TEXT PROVIDED:
[Start of section]
TUPELO, Miss. -- When Tim Gardner was born at the hospital here 53 years ago, it was just "one little building on the hill" in a town best known as Elvis Presley's birthplace.
From those humble beginnings, North Mississippi Medical Center has grown into the largest non-metropolitan hospital in the country, a booming enterprise with a complex of glass and marble buildings and 40 satellite clinics stretching into Alabama and Tennessee. The company, incorporated in Delaware, has nearly $300 million in the bank and "exceptional profitability," according to one Wall Street rating agency.
The nonprofit North Mississippi Medical Center in Tupelo is exempt from federal, state and local taxes by providing care to "charity patients."
(C. Richard Cotton For The Washington Post)
And it pays no taxes. As one of 4,800 nonprofit U.S. hospitals, North Mississippi Medical Center is exempt from federal, state and local taxes in return for providing care to "charity patients."
[End of section]
WORK ORDER 1: Please say whether each statement agrees with the hospital article, answering yes or no and quoting the words that decide it: (a) North Mississippi Medical Center has 40 satellite clinics. (b) The company is incorporated in Mississippi. (c) The hospital pays state taxes.
WORK ORDER 2: Write out the hospital article from "TUPELO, Miss. -- When" to "Elvis Presley's birthplace.", switching "little building" to "small building".
The entries after this point aren't needed.

ENTRIES SUPPLIED:
[Start of section]
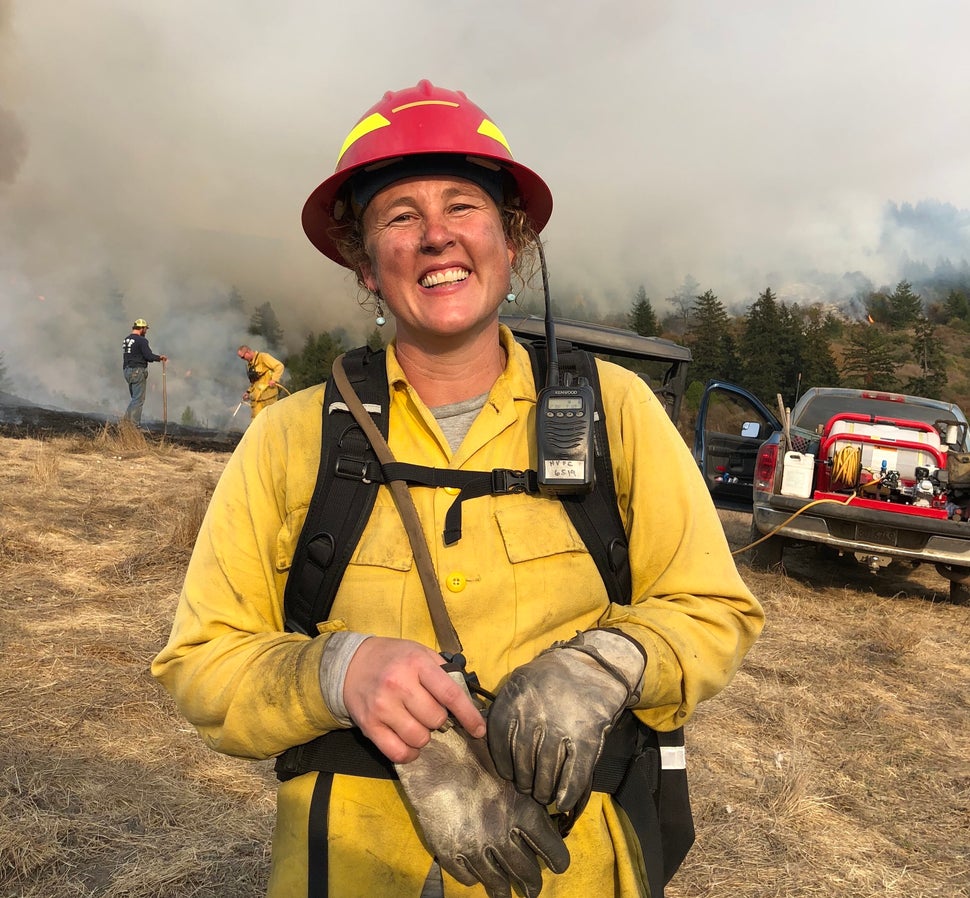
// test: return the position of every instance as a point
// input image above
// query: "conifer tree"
(818, 368)
(710, 339)
(870, 359)
(929, 355)
(761, 346)
(264, 323)
(312, 365)
(957, 306)
(905, 306)
(235, 300)
(642, 318)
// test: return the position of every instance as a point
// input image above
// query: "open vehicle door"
(731, 426)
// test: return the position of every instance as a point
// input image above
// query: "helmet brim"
(319, 219)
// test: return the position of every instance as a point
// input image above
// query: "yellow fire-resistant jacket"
(519, 579)
(265, 369)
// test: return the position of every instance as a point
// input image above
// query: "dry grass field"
(837, 763)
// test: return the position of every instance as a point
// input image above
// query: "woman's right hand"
(396, 691)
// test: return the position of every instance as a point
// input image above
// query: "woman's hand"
(397, 693)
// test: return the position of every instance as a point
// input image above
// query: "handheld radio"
(564, 420)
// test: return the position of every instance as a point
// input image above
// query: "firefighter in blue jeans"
(136, 356)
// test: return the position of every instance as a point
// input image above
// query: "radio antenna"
(552, 352)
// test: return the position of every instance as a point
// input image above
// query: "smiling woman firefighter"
(437, 584)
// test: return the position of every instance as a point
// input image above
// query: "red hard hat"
(417, 121)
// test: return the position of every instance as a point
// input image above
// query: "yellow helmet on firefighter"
(421, 130)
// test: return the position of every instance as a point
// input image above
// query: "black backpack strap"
(595, 515)
(344, 496)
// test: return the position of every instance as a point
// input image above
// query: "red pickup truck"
(881, 477)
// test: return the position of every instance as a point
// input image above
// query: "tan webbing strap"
[End of section]
RESPONSE AREA 1:
(a) Yes: "40 satellite clinics stretching into Alabama and Tennessee"
(b) No: "The company, incorporated in Delaware"
(c) No: "is exempt from federal, state and local taxes"

RESPONSE AREA 2:
TUPELO, Miss. -- When Tim Gardner was born at the hospital here 53 years ago, it was just "one small building on the hill" in a town best known as Elvis Presley's birthplace.